Der deutsch-italienische [3][Pianist Davide Martello], der bereits die Gezi
Proteste 2013 mit seinem Klavier begleitet hatte, wollte auch jetzt zur
Unterstützung der Demonstranten ein kleines Konzert geben. Die Polizei nahm
in fest, beschlagnahmte sein Klavier und schob ihn noch in der Nacht von
Mittwoch auf Donnerstag nach Bulgarien ab.
Am Donnerstag bedankte sich der inhaftierte Bürgermeister İmamoğlu auf X
für die Unterstützung im In– und Ausland. Er dankte dem Europäischen
Parlament und dem Europarat für ihre Solidarität, insbesondere dem
Vorsitzenden des Städtenetzwerks Eurocities Dario Nardella und der
EU-Erweiterungskommissarin Marta Kos. Diese hatte ein Treffen mit dem
türkischen Außenminister Fidan verweigert und auch ihre Teilnahme an einem
Diplomatie-Forum im türkischen Antalya abgesagt.

++++++++

[Aufgaben und Übungen]
1. In welches Land wurde der Pianist laut dem Lesetext abgeschoben?
2. Schreiben Sie aus dem Lesetext den Abschnitt ab, der mit den Worten „Der deutsch-italienische [3][Pianist“ beginnt und mit „nach Bulgarien ab.“ endet.
3. Fassen Sie den Lesetext in zwei Sätzen zusammen.

++++++++

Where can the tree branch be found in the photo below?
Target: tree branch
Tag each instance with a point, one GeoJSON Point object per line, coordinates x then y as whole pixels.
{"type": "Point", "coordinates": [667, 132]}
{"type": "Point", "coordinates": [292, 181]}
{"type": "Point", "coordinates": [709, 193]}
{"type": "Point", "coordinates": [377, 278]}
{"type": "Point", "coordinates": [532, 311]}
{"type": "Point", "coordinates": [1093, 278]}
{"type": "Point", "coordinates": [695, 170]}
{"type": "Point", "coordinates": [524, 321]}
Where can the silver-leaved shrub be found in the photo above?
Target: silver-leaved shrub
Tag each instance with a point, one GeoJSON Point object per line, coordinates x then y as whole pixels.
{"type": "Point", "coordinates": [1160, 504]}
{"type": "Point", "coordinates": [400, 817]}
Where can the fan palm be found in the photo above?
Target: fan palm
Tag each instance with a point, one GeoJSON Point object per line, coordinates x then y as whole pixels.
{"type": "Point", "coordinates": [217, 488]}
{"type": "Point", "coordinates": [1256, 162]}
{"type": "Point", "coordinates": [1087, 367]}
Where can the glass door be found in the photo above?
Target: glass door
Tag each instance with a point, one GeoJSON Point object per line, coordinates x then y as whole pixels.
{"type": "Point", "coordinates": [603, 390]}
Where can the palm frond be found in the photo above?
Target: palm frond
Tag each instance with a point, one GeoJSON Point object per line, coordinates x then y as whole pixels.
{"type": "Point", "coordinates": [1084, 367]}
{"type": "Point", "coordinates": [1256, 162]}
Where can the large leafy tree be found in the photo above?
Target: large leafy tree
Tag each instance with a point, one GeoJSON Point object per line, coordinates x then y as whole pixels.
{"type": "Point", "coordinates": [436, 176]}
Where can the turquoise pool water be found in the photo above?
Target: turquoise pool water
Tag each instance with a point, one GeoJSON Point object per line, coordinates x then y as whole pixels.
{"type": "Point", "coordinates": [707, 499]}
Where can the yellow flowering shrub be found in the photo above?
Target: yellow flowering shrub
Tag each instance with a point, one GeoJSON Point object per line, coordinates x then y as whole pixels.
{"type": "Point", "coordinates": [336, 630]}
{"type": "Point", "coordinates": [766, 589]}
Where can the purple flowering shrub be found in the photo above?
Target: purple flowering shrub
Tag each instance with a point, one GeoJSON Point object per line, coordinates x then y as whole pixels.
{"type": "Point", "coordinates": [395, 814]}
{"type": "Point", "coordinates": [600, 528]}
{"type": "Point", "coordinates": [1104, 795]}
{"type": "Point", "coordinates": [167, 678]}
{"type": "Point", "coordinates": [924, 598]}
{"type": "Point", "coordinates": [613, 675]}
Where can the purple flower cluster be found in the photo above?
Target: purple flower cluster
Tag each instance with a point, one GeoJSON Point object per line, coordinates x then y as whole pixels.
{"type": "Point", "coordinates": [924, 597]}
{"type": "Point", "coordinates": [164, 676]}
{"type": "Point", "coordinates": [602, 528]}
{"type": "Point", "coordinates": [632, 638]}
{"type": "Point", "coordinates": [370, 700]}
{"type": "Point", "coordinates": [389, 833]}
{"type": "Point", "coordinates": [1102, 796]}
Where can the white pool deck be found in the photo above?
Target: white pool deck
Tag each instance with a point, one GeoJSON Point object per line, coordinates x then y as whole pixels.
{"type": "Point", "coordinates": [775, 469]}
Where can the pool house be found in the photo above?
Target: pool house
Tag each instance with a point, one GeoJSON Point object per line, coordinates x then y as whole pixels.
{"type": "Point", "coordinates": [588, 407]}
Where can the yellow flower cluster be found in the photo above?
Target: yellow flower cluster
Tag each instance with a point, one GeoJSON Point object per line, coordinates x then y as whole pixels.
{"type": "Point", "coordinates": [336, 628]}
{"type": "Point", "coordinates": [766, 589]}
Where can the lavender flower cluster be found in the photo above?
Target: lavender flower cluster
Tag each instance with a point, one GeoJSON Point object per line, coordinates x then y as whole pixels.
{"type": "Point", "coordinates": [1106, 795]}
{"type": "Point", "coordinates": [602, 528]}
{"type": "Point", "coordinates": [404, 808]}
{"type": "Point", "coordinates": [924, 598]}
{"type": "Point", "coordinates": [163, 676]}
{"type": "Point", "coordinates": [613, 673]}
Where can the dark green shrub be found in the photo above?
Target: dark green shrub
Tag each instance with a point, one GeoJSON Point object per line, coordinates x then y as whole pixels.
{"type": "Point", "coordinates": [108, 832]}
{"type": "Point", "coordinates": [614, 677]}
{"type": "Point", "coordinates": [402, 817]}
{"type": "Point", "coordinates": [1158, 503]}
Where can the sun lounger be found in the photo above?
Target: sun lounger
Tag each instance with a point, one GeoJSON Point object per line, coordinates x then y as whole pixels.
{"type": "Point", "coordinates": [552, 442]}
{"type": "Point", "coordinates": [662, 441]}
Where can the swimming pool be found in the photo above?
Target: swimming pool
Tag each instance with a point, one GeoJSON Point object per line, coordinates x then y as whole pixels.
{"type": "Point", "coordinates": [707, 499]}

++++++++

[Gelöste Aufgaben]
1. Nach Bulgarien.

2.
Der deutsch-italienische [3][Pianist Davide Martello], der bereits die Gezi
Proteste 2013 mit seinem Klavier begleitet hatte, wollte auch jetzt zur
Unterstützung der Demonstranten ein kleines Konzert geben. Die Polizei nahm
in fest, beschlagnahmte sein Klavier und schob ihn noch in der Nacht von
Mittwoch auf Donnerstag nach Bulgarien ab.

3. Der Pianist Davide Martello wollte zur Unterstützung der Demonstranten ein kleines Konzert geben, doch die Polizei nahm ihn fest, beschlagnahmte sein Klavier und schob ihn in der Nacht von Mittwoch auf Donnerstag nach Bulgarien ab. Am Donnerstag dankte der inhaftierte Bürgermeister İmamoğlu auf X für die Unterstützung im In- und Ausland, unter anderem dem Europäischen Parlament, dem Europarat, Dario Nardella und Marta Kos.